**EXTRAIT**
○ ○ ○

Le lac Kivu (2 700 km2), situé à la frontière de la république démocratique du Congo et du Rwanda, est l'un des Grands Lacs d'Afrique et le plus dangereux des trois lacs méromictiques du continent, car contenant de grandes quantités de gaz toxique, asphyxiant et à effet de serre (sulfure d'hydrogène, gaz carbonique et méthane) susceptibles de brutalement dégazer en cas de tremblement de terre[1].

Son exutoire, la rivière Rusizi, alimente au sud le lac Tanganyika. Le lac a une altitude de 1 460 m au-dessus du niveau de la mer. On y trouve Idjwi, la deuxième plus grande île à l'intérieur du continent africain avec une longueur de 40 km et une superficie de 285 km2. Au fond du lac, environ 500 m de sédiments recouvrent le socle cristallin précambrien. Au nord du lac, des anomalies magnétiques sont dues à d'anciens épanchements volcaniques[2]. La salinité approche 4 ‰ au fond du lac.

Le premier Européen y ayant accédé fut un Allemand, le comte Gustav Adolf von Götzen, en 1894. Les villes congolaises de Goma et Bukavu sont voisines du lac. Au Rwanda, ce sont Gisenyi, Kibuye et Cyangugu. Il a gagné une triste notoriété lors du génocide des Tutsi au Rwanda de 1994, de nombreuses victimes y ayant été jetées.

Origine

L'origine du lac Kivu est différente de celle des autres lacs de l'Est congolais qui sont pour la plupart d'origine tectonique (rift est-africain). Sa configuration morphologique ressemble à celle d'un lac de barrage naturel, avec ses nombreuses baies et îles, ces dernières disparaissant vers le nord.

Ce sont les volcans des montagnes des Virunga qui ont barré l'écoulement sud-nord d'un réseau hydrographique qui prenait ses sources sur le plateau des Bafulero, près du mont Mulhi[3].

Ce lac est caractérisé par une forte stratification thermique[4] et chimique : du dioxyde de carbone, du sulfure d'hydrogène et du méthane sont assez fortement « piégés » dans les eaux profondes, mais pourraient épisodiquement être brutalement libérés avec des risques graves pour la population et la faune[5].

○ ○ ○

Reprenez, s'il vous plaît, le texte sur le lac Kivu après sa dernière phrase et poursuivez-le.

[Données d'expressions référentielles]
○ ○ ○

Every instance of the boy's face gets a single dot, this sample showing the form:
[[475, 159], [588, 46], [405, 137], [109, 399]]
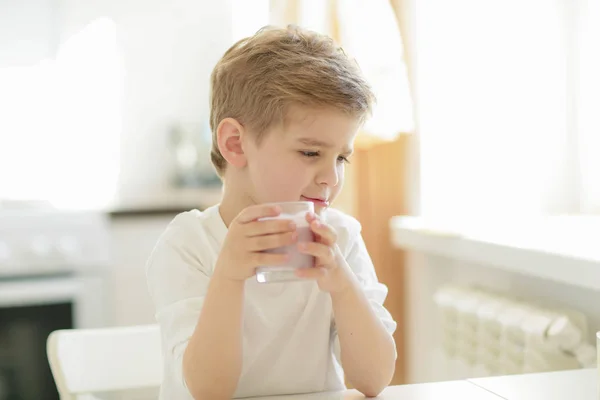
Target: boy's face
[[304, 161]]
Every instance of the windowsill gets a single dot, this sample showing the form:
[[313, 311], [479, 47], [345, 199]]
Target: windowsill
[[562, 249]]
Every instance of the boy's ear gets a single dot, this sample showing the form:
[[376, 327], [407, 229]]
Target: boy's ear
[[229, 138]]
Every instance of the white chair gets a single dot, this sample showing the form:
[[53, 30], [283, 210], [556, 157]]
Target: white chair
[[87, 361]]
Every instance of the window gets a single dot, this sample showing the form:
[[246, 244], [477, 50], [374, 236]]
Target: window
[[506, 128], [60, 125]]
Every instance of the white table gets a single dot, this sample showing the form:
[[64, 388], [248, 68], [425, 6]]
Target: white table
[[451, 390], [564, 385], [581, 384]]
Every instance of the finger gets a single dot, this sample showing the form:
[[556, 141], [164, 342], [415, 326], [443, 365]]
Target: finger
[[269, 242], [311, 273], [269, 259], [323, 253], [325, 233], [268, 227], [253, 213]]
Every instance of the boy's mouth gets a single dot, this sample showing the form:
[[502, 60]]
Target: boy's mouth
[[317, 201]]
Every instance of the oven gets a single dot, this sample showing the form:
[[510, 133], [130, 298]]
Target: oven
[[53, 270]]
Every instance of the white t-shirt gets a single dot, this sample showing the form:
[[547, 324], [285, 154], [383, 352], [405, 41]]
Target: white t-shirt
[[290, 342]]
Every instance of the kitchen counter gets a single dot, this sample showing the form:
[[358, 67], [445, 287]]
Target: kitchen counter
[[170, 203], [563, 385]]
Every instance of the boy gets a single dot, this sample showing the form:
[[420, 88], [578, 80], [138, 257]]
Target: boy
[[286, 105]]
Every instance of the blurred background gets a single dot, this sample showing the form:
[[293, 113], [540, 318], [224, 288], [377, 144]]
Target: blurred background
[[477, 180]]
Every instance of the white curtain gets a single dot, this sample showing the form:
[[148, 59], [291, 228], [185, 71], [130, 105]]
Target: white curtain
[[505, 127], [368, 31], [587, 73]]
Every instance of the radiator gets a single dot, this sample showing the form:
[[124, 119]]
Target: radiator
[[483, 333]]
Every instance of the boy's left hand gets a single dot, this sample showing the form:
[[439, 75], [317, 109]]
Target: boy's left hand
[[330, 270]]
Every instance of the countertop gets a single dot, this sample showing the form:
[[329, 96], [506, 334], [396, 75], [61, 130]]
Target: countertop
[[564, 385]]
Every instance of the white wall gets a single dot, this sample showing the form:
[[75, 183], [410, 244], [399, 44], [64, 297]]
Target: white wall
[[425, 273], [169, 49]]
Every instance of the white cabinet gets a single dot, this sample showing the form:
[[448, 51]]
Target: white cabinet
[[134, 237]]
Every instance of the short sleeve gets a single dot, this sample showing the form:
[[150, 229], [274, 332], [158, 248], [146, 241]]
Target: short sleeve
[[177, 281], [361, 264]]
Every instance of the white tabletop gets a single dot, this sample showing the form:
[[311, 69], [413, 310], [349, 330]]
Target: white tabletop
[[581, 384], [452, 390]]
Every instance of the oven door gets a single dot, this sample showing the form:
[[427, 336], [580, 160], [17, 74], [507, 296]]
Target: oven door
[[30, 309]]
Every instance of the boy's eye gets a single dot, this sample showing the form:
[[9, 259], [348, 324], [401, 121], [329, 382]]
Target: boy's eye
[[343, 159]]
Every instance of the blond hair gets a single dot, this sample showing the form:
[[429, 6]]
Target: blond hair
[[260, 77]]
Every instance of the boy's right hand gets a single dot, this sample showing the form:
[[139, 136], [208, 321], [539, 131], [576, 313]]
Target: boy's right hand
[[248, 238]]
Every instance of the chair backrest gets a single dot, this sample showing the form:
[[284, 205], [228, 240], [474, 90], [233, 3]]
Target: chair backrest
[[85, 361]]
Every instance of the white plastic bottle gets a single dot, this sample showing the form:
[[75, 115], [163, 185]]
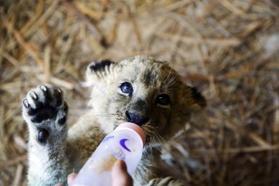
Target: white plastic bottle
[[124, 143]]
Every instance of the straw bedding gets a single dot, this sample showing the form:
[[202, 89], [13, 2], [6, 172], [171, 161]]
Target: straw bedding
[[227, 48]]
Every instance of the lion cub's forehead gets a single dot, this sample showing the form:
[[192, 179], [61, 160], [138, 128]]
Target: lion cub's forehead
[[146, 70]]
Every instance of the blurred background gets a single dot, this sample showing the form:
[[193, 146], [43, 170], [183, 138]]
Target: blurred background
[[228, 49]]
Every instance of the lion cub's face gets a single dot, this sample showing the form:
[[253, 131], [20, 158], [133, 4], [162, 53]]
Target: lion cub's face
[[142, 91]]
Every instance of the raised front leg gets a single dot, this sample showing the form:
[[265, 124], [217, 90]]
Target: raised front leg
[[45, 113]]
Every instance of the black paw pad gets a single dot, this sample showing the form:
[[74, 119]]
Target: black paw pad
[[43, 135], [62, 120]]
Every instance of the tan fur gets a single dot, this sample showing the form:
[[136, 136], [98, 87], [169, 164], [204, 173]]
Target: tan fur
[[149, 78]]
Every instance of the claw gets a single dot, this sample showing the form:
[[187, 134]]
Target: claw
[[43, 135], [43, 88], [58, 96], [34, 95], [25, 103]]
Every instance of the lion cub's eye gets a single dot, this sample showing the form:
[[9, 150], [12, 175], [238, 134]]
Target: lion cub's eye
[[126, 88], [163, 99]]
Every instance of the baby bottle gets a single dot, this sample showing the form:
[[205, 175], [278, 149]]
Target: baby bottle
[[124, 143]]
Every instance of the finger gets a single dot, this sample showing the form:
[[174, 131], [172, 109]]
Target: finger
[[120, 176], [71, 178]]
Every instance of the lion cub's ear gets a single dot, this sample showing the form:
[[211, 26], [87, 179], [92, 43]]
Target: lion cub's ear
[[96, 70]]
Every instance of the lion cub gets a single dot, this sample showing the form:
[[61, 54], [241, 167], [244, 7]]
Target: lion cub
[[140, 90]]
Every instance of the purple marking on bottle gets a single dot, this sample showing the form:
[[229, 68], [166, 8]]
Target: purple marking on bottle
[[122, 143]]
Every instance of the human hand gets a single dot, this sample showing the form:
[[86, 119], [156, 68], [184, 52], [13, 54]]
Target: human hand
[[120, 176]]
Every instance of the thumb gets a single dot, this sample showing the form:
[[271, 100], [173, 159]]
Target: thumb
[[120, 176]]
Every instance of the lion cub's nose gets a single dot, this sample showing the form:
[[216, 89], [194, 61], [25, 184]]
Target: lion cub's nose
[[136, 118]]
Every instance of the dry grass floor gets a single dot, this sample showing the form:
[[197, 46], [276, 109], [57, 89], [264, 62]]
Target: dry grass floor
[[227, 48]]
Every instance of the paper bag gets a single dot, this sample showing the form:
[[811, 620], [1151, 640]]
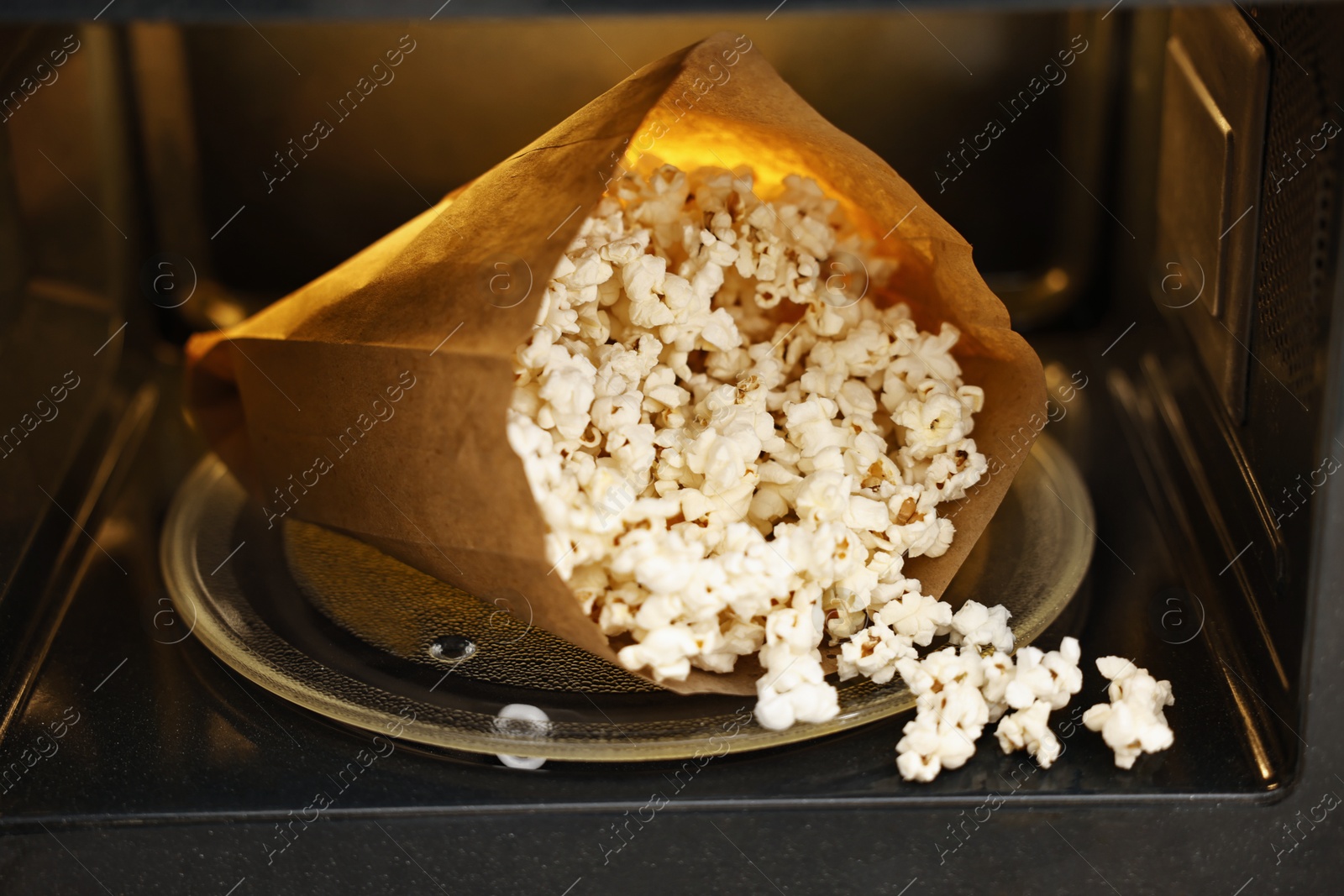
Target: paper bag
[[374, 399]]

○ ○ ○

**RÉPONSE RÉDIGÉE**
Légende

Selon une légende de la région « des Grands Lacs », l'origine du lac Kivu serait fait de cyprine de la reine du pays des Milles Collines. Cette reine aurait choisi un garde royal comme amant, et celui-ci, anxieux, aurait tremblé et n'aurait pas réussi à la pénétrer. Son pénis tremblant, frottant contre le clitoris de la reine, lui aurait donné tant de plaisir qu'elle éjacula, et donna ainsi naissance au lac Kivu. Il est ainsi le symbole de l'orgasme intense et de l'éjaculation féminine[6].

Méthane

Dans les années 1950/1960, des chercheurs belges ont montré que ce lac recelait du méthane[7] et du dioxyde de carbone (d'origine magmatique[8]).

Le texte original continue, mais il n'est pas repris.